::: MATERIAL :::
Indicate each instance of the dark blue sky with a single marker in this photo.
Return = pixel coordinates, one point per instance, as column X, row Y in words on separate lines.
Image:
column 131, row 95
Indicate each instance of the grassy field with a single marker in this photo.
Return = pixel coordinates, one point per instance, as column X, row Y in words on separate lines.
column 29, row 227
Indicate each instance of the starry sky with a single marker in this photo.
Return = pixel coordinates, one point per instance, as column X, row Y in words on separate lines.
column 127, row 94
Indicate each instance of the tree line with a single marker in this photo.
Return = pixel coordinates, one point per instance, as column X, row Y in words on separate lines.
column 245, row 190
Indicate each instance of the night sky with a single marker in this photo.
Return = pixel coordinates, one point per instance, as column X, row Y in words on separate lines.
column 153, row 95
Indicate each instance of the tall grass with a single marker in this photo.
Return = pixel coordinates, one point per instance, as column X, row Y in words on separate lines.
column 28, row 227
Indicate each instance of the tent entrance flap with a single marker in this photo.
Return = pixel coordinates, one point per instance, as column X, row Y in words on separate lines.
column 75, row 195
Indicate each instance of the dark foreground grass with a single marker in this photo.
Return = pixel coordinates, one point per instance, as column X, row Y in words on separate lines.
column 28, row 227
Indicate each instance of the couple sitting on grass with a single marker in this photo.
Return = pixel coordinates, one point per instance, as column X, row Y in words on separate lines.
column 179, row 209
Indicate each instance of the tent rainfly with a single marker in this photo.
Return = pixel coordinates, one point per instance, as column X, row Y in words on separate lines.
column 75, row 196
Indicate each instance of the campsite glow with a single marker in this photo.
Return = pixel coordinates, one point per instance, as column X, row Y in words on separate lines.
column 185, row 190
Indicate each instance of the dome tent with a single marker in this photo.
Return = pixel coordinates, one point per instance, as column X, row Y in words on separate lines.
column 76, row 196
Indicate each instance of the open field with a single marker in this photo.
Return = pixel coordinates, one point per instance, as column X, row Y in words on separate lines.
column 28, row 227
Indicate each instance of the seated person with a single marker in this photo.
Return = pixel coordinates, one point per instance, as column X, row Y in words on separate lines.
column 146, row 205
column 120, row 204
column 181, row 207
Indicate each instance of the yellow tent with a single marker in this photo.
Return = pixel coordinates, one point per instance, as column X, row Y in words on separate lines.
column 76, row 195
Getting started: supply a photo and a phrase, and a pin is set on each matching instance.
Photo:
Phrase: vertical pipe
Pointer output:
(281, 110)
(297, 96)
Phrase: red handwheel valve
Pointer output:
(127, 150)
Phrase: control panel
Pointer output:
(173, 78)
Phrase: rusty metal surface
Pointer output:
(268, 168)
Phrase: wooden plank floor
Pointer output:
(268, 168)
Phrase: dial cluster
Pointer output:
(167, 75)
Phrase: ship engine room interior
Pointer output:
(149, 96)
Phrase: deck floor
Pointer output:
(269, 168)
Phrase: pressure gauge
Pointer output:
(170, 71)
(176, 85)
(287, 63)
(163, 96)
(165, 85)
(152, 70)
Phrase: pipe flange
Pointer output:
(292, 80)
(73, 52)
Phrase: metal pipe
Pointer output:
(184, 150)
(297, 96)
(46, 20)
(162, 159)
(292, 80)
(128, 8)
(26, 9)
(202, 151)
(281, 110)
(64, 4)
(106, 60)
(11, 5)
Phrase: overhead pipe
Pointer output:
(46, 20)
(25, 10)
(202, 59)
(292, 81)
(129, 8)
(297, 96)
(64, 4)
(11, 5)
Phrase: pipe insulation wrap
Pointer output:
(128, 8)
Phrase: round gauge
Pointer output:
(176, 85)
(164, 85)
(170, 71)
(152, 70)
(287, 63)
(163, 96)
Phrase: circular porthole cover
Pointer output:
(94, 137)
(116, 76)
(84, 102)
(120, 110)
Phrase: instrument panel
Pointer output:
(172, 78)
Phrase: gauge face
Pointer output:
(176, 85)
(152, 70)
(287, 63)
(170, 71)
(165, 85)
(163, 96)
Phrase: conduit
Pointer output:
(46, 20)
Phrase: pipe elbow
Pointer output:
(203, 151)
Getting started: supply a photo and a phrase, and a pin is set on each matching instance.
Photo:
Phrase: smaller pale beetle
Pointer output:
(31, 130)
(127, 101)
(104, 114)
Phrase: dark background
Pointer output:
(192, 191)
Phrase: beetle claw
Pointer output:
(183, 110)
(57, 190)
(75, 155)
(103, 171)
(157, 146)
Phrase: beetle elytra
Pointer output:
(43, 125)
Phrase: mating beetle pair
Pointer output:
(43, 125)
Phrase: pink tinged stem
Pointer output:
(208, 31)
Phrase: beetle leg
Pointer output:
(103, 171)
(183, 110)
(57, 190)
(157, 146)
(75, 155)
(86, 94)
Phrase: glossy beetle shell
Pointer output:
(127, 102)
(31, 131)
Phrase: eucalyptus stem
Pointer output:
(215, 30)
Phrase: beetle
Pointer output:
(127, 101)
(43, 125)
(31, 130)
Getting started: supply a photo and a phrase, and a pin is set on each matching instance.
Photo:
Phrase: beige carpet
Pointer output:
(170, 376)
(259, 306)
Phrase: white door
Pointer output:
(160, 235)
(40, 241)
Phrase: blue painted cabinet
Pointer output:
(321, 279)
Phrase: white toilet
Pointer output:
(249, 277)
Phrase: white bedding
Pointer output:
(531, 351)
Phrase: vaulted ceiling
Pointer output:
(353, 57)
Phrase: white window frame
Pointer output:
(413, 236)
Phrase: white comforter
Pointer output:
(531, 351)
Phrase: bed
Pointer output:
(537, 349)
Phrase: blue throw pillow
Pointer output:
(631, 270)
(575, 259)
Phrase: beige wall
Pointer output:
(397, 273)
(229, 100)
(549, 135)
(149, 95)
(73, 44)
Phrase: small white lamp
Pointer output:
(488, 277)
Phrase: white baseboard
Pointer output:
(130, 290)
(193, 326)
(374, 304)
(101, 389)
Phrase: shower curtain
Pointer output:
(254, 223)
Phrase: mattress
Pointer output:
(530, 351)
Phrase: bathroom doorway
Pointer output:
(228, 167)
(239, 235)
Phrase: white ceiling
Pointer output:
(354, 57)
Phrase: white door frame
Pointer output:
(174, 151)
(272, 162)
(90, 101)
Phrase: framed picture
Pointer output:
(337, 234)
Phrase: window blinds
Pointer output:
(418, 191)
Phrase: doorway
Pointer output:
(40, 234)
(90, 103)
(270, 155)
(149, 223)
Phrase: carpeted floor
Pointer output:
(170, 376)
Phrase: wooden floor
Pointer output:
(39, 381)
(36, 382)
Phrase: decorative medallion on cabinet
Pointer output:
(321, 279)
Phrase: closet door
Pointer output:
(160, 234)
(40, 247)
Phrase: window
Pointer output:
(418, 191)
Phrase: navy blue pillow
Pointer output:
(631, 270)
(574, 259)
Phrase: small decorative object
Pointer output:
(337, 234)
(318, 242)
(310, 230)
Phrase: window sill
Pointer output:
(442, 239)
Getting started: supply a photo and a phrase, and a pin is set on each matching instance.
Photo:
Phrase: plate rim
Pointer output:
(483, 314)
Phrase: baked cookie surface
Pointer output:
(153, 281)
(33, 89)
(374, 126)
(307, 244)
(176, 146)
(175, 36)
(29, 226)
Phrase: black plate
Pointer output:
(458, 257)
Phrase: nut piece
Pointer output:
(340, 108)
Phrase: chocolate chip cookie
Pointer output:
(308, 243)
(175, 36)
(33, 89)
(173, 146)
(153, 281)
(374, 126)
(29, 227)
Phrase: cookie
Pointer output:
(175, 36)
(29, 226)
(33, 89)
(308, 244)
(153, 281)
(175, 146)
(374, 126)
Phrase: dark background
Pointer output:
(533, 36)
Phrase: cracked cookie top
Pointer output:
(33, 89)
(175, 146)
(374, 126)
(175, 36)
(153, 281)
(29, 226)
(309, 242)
:::
DEINE AUFGABE: Kannst du die Zeilen von der Zeile mit „Indicate each instance of the dark foreground“ bis einschließlich der Zeile mit „column 179, row 209“ Wort für Wort abschreiben?

LÖSUNG:
Indicate each instance of the dark foreground grass with a single marker in this photo.
Return = pixel coordinates, one point per instance, as column X, row Y in words on separate lines.
column 28, row 227
Indicate each instance of the couple sitting on grass with a single marker in this photo.
Return = pixel coordinates, one point per instance, as column X, row Y in words on separate lines.
column 179, row 209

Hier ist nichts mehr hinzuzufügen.